* START Quoted text *
The opinions and analysis contained in this feature represent those of the author and do not necessarily represent the thoughts and opinions of the Seahawks’ coaching staff and personnel department.
A look at the position heading into the April 26-28 draft:
Best of the bunch
Player, college Ht. Wt. Projection
Andrew Luck, Stanford 6-4 234 First pick overall
Robert Griffin III, Baylor 6-2 223 Second pick overall
Ryan Tannehill, Texas A&M 6-4 221 First round
Brandon Weeden, Okla. St. 6-4 221 Second round
Kirk Cousins, Michigan State 6-3 214 Second round
(Rankings and projections by Rob Rang, senior analyst for NFLDraftScout.com)
What it all means: Luck being the top pick in this draft has been considered a slam dunk since before the Colts stumbled to a 2-14 record, setting up the release of future Hall of Famer Peyton Manning and only hardening the cement on Luck’s lofty status. After winning the Heisman Trophy and wowing everyone at the NFL Scouting Combine, RG3 set up a bidding war for the Rams’ No. 2 pick that the Redskins won. But that’s when things start to fall into the anything-can-happen mode. Is Tannehill, a one-plus season starter at the position at A&M, worth a Top 10 pick? How much of a turnoff will Weeden’s age (he’s 28) be? How far are QB-needy teams like the Browns (No. 4) and Dolphins (No. 8) willing to reach to get one?
* END Quoted text *
* START Data lines *
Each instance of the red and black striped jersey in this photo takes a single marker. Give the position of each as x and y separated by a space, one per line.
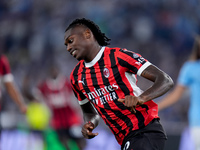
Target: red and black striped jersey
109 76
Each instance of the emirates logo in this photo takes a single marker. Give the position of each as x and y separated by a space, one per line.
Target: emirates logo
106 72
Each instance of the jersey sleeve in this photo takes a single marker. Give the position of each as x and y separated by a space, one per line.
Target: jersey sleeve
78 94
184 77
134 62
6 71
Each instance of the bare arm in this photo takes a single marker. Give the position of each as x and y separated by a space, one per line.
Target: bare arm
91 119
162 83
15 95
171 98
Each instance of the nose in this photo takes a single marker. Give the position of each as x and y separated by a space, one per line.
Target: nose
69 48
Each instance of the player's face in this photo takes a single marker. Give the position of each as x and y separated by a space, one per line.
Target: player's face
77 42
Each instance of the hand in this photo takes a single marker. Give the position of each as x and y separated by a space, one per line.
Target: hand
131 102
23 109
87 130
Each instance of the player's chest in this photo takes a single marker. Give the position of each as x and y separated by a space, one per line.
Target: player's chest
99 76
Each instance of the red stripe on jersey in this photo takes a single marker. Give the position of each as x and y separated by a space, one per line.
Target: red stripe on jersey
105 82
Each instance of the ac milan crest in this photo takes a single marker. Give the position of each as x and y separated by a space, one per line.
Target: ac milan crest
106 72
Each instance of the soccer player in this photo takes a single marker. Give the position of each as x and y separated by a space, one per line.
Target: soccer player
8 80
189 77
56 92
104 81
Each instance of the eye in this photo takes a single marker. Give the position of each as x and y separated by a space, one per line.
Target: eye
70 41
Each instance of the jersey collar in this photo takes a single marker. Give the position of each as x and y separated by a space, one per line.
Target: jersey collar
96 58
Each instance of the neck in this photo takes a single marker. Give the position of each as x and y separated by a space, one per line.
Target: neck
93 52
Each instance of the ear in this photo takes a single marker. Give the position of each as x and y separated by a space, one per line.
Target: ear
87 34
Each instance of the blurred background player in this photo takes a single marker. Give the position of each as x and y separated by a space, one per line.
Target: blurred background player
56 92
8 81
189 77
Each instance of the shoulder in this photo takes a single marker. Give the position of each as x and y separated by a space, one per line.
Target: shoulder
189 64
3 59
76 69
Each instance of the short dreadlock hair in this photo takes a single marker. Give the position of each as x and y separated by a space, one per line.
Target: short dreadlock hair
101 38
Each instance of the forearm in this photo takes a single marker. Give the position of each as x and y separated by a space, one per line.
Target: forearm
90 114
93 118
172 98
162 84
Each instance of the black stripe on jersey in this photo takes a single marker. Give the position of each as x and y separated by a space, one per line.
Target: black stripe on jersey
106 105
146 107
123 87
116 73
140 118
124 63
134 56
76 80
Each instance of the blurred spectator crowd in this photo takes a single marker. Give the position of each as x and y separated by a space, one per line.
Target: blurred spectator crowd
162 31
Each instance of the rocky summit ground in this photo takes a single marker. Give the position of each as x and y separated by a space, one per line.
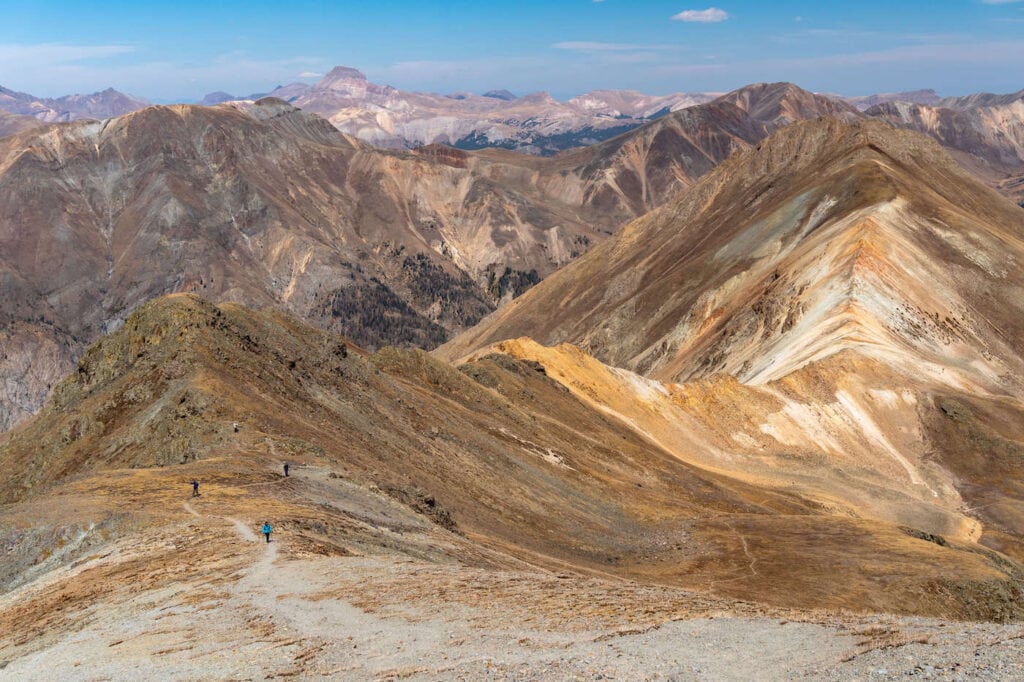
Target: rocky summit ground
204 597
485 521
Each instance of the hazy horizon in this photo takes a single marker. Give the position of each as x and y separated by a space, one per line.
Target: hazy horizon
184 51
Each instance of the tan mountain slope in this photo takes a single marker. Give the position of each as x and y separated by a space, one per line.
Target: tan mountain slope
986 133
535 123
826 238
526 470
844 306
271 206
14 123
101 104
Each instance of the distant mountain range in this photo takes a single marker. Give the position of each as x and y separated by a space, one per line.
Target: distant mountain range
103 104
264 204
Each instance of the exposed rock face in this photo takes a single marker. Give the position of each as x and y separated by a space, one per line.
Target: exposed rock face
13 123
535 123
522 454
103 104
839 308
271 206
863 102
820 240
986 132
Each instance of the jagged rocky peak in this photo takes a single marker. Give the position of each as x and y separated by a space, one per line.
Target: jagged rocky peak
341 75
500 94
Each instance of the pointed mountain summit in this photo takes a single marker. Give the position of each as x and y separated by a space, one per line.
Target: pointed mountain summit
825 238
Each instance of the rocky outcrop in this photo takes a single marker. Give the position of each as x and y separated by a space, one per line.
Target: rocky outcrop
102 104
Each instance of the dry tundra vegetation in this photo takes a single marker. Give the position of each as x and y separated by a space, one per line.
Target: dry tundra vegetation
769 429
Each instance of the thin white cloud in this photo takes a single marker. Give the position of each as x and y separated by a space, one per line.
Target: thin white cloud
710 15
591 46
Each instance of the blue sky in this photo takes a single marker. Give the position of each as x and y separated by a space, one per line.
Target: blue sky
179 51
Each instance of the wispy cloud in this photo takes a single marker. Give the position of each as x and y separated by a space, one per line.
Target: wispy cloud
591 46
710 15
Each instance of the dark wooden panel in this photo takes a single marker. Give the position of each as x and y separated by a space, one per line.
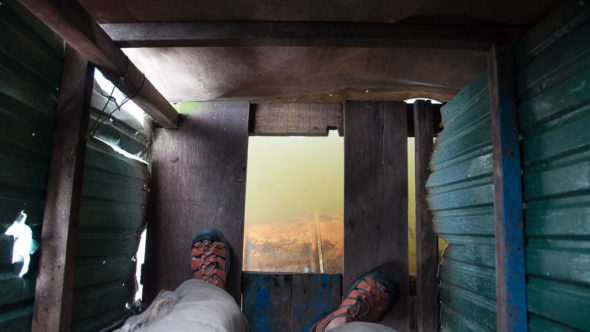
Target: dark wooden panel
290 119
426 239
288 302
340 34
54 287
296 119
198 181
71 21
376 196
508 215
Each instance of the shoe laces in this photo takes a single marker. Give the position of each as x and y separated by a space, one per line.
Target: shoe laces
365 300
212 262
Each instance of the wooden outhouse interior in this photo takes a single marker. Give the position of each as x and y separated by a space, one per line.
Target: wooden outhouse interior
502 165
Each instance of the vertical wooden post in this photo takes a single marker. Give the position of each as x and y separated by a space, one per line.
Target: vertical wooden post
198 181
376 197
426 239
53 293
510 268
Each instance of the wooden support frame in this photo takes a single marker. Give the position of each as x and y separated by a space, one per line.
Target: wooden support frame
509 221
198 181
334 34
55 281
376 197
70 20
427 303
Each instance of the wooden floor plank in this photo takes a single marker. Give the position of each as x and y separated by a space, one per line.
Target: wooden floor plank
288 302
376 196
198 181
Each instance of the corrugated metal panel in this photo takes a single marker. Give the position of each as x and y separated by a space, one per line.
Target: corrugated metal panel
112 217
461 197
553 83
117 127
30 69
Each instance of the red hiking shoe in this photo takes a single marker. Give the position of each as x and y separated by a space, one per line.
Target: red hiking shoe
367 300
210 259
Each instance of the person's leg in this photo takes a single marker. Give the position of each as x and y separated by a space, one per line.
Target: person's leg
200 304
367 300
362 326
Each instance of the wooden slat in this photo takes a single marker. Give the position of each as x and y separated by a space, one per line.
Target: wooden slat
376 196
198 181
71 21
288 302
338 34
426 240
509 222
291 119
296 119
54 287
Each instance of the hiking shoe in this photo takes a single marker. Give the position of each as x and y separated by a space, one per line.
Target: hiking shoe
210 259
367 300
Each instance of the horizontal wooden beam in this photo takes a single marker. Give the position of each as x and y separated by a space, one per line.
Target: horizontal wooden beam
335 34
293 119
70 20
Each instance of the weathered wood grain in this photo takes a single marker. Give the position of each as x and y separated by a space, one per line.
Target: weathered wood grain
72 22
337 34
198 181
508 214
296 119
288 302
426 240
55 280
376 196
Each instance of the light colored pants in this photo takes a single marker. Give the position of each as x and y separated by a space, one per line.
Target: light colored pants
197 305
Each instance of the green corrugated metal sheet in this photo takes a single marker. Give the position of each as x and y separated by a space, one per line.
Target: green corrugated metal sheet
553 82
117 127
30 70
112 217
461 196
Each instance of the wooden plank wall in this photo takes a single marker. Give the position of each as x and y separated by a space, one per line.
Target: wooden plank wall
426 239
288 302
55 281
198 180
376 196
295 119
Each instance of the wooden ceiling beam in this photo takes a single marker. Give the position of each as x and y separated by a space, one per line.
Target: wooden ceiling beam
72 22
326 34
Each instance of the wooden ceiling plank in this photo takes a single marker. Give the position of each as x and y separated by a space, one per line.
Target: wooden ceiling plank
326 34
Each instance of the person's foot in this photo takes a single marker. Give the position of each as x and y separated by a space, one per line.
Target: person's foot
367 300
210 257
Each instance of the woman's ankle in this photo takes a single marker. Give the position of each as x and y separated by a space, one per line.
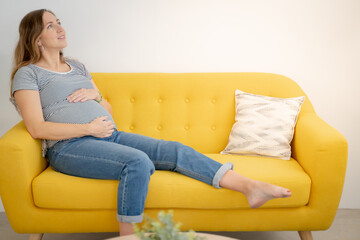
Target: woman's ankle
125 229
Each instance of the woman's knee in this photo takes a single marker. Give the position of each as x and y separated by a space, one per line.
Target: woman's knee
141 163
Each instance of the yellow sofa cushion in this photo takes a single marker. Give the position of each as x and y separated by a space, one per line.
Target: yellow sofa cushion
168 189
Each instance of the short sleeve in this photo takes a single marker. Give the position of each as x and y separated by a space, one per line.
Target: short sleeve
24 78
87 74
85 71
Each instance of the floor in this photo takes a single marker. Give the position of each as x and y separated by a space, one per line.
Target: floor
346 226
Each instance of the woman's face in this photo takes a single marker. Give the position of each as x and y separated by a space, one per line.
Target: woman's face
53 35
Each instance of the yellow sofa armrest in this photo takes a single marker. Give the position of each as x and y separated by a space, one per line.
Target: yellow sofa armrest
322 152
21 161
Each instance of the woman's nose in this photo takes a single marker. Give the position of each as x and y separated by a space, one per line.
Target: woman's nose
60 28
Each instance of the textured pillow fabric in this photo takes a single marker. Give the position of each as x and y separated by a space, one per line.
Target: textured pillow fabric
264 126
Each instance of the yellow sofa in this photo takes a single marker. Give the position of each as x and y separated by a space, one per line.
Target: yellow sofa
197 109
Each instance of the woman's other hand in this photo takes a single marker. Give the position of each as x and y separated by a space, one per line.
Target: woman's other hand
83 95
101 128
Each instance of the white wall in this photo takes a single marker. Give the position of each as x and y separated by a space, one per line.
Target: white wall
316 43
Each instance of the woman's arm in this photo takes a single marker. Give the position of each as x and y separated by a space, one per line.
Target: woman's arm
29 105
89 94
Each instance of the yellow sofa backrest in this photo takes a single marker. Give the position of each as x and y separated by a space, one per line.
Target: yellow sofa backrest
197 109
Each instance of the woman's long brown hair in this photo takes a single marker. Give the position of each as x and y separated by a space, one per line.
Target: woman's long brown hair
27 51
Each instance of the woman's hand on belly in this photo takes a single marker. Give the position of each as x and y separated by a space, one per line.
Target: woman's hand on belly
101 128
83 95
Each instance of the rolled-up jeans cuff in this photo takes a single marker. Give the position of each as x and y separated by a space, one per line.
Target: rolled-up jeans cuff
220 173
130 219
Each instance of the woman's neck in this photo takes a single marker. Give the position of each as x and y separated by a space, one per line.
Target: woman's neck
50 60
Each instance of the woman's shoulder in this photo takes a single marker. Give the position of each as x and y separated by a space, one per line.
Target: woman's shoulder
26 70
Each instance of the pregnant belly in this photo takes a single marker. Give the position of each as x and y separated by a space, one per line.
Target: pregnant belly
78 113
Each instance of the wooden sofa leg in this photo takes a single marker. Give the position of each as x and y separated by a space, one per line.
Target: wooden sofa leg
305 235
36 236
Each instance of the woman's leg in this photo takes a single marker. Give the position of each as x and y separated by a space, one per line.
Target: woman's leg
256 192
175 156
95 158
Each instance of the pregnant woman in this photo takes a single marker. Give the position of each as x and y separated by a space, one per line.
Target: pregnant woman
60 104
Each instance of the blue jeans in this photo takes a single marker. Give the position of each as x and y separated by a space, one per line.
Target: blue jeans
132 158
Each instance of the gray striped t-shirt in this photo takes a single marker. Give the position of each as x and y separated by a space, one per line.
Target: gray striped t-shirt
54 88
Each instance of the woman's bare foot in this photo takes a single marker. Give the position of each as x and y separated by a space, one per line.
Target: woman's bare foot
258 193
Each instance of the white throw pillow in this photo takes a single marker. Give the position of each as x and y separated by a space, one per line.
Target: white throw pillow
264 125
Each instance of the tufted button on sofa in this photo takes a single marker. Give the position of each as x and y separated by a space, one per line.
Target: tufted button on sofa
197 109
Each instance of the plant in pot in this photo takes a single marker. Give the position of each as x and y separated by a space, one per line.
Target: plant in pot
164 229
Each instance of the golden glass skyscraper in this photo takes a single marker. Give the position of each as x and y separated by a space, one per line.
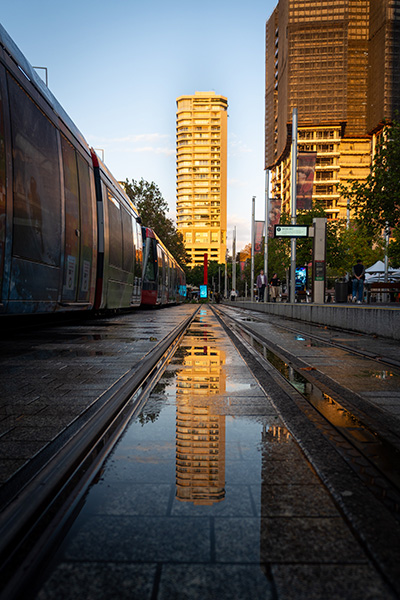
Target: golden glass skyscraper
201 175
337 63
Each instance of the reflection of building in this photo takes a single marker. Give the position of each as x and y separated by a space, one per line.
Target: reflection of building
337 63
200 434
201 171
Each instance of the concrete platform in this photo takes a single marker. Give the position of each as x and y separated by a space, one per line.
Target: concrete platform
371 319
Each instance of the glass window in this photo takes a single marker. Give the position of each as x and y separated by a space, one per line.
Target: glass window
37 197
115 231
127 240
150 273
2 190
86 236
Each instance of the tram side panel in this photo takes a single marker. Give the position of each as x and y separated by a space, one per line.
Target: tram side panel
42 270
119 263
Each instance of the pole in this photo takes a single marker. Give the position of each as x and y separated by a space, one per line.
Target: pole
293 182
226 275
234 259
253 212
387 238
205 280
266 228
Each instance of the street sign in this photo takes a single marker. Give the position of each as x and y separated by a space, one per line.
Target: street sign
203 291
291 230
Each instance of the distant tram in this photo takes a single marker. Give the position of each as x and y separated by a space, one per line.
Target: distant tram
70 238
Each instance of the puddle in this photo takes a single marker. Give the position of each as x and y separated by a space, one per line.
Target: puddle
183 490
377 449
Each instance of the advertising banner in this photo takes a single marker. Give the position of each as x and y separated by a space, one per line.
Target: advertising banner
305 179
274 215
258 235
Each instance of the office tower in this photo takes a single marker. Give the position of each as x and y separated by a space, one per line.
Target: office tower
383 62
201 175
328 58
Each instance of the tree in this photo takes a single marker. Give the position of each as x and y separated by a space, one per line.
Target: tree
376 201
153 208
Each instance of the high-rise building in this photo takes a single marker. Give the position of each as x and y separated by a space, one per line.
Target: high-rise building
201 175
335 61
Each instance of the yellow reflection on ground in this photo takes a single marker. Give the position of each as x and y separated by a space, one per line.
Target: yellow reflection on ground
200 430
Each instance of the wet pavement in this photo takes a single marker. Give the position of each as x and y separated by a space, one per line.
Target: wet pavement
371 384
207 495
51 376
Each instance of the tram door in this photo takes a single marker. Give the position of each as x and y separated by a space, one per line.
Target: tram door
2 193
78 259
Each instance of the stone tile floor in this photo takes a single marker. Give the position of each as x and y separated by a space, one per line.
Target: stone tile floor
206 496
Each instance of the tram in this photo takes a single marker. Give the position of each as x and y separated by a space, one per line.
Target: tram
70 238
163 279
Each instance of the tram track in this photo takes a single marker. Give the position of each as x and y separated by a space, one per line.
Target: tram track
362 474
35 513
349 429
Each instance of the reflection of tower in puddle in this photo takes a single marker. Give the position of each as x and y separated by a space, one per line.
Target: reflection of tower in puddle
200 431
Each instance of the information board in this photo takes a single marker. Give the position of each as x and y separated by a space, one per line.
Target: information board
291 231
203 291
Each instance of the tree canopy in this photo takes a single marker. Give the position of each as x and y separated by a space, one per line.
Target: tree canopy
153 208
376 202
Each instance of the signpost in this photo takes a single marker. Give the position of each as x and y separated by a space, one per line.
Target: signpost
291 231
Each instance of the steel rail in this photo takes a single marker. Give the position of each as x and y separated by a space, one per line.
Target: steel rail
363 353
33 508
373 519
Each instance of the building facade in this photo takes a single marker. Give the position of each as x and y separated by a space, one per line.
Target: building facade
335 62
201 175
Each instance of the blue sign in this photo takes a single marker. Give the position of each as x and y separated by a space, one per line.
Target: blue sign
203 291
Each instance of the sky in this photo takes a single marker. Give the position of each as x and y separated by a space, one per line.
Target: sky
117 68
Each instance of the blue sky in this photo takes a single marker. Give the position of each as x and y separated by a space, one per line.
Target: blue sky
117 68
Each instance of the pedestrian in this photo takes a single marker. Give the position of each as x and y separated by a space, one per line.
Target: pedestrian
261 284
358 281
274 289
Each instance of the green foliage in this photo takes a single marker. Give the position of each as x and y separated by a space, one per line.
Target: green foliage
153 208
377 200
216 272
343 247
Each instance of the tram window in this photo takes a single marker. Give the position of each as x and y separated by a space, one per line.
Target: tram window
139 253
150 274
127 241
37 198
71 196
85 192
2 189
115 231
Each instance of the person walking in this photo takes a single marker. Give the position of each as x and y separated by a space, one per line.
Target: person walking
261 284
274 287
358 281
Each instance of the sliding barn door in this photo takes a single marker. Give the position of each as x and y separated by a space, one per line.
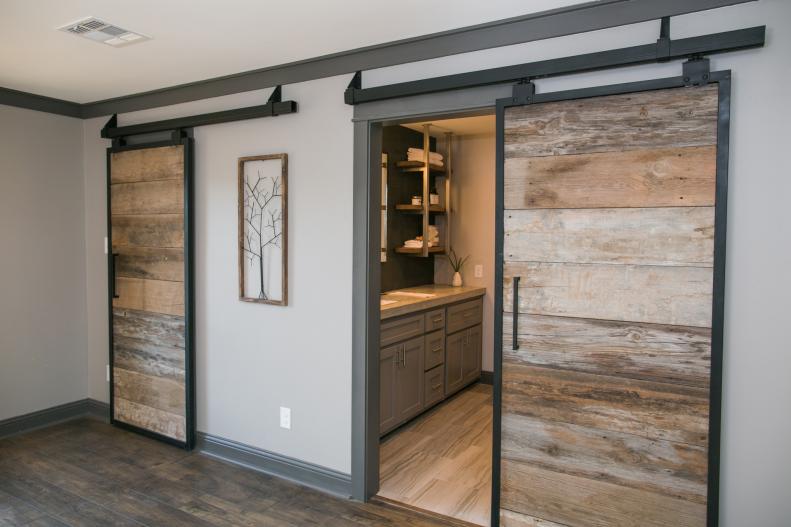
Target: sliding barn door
* END Data lines *
> _What needs to be done_
Copy the quarterback draft preview word for word from "The opinions and" to "and personnel department.".

> _Answer in full_
The opinions and analysis contained in this feature represent those of the author and do not necessarily represent the thoughts and opinions of the Seahawks’ coaching staff and personnel department.